■ Work order
Please write the listing below out again exactly, leaving every picture behind.

■ Data shown
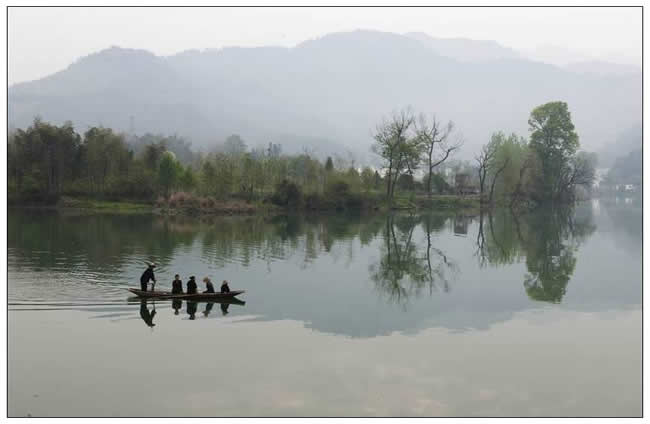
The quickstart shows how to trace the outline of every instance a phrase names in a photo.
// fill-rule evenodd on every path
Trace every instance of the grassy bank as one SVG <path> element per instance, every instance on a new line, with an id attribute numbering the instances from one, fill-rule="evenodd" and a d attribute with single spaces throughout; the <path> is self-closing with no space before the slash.
<path id="1" fill-rule="evenodd" d="M 276 199 L 277 200 L 277 199 Z M 280 204 L 277 204 L 280 203 Z M 414 194 L 398 194 L 388 204 L 379 193 L 345 193 L 332 196 L 310 194 L 298 199 L 246 200 L 239 198 L 215 199 L 178 192 L 168 199 L 156 202 L 135 202 L 132 200 L 105 200 L 84 197 L 62 196 L 56 202 L 18 203 L 12 206 L 50 209 L 74 209 L 88 213 L 156 213 L 161 215 L 255 215 L 295 212 L 387 212 L 389 210 L 470 210 L 479 209 L 478 196 L 436 195 L 427 197 Z"/>

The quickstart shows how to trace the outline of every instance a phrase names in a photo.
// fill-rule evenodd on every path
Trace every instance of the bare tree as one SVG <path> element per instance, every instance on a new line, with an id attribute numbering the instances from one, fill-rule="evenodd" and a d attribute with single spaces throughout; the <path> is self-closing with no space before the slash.
<path id="1" fill-rule="evenodd" d="M 476 163 L 478 164 L 478 182 L 479 188 L 481 190 L 481 200 L 483 199 L 483 193 L 485 192 L 485 181 L 487 179 L 488 172 L 493 166 L 495 154 L 496 149 L 494 143 L 490 142 L 483 145 L 481 152 L 474 157 Z"/>
<path id="2" fill-rule="evenodd" d="M 392 202 L 395 184 L 405 169 L 413 170 L 417 165 L 418 150 L 409 129 L 415 118 L 410 109 L 394 112 L 390 119 L 384 119 L 375 130 L 372 151 L 381 156 L 386 168 L 386 197 Z"/>
<path id="3" fill-rule="evenodd" d="M 431 123 L 429 123 L 426 117 L 421 114 L 415 125 L 416 138 L 427 163 L 426 189 L 429 196 L 431 196 L 433 170 L 436 166 L 446 161 L 463 144 L 459 138 L 453 142 L 449 142 L 449 137 L 453 130 L 453 122 L 449 121 L 443 126 L 435 115 L 431 118 Z"/>

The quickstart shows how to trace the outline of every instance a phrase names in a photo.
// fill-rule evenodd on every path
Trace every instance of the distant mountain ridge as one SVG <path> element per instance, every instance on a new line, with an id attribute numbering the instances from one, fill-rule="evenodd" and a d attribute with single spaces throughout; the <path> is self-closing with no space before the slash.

■ Task solution
The quickstart shows how to trace the outline of every instance a phrase names in a photo.
// fill-rule evenodd on every path
Trace every instance of the grassy bank as one SVG <path> element per instance, every instance on a new line, with an id attribute numbering the instances from one, fill-rule="evenodd" and a d attribute with single spaces throughout; the <path> is self-closing with no space before the slash.
<path id="1" fill-rule="evenodd" d="M 276 199 L 277 200 L 277 199 Z M 280 204 L 277 204 L 280 203 Z M 414 194 L 398 194 L 388 204 L 379 193 L 345 193 L 332 196 L 310 194 L 298 199 L 246 200 L 239 198 L 215 199 L 178 192 L 168 199 L 156 202 L 135 202 L 132 200 L 105 200 L 84 197 L 62 196 L 56 202 L 18 203 L 12 206 L 50 209 L 74 209 L 88 213 L 156 213 L 161 215 L 255 215 L 295 212 L 387 212 L 389 210 L 470 210 L 479 209 L 478 196 L 436 195 L 427 197 Z"/>

The quickstart shows how to trace the outline of every instance a phrase names in a photo.
// fill-rule evenodd on every path
Trace every instance of the bare tree as one SVG <path> element per instance, every instance on a new line, with an id attribute numbering the instances from one, fill-rule="evenodd" and a d attribute with single spaces throughout; the <path> is self-closing with no space before the slash.
<path id="1" fill-rule="evenodd" d="M 476 163 L 478 164 L 478 182 L 479 188 L 481 190 L 481 200 L 483 199 L 483 193 L 485 192 L 485 181 L 487 179 L 488 172 L 493 166 L 495 154 L 496 149 L 494 143 L 490 142 L 483 145 L 481 152 L 474 157 Z"/>
<path id="2" fill-rule="evenodd" d="M 392 202 L 395 184 L 405 169 L 413 170 L 417 165 L 418 150 L 409 129 L 415 118 L 410 109 L 394 112 L 390 119 L 384 119 L 375 130 L 372 151 L 381 156 L 386 168 L 386 197 Z"/>
<path id="3" fill-rule="evenodd" d="M 431 123 L 429 123 L 426 117 L 421 114 L 415 125 L 416 138 L 427 163 L 426 189 L 429 196 L 431 196 L 433 170 L 436 166 L 446 161 L 463 144 L 459 138 L 453 142 L 449 142 L 449 137 L 453 130 L 453 122 L 449 121 L 443 126 L 435 115 L 431 118 Z"/>

The quickstart shows how to trace the outline of every instance a phrase names in a photo.
// fill-rule evenodd on every path
Trace every instance of the distant mountain ridge as one SVG <path> element per instance, every instance on a new line, with an id attribute numbering the instances from one, fill-rule="evenodd" and a d attribute with single spaces throughout; the <path> is self-closing with no space before the slash.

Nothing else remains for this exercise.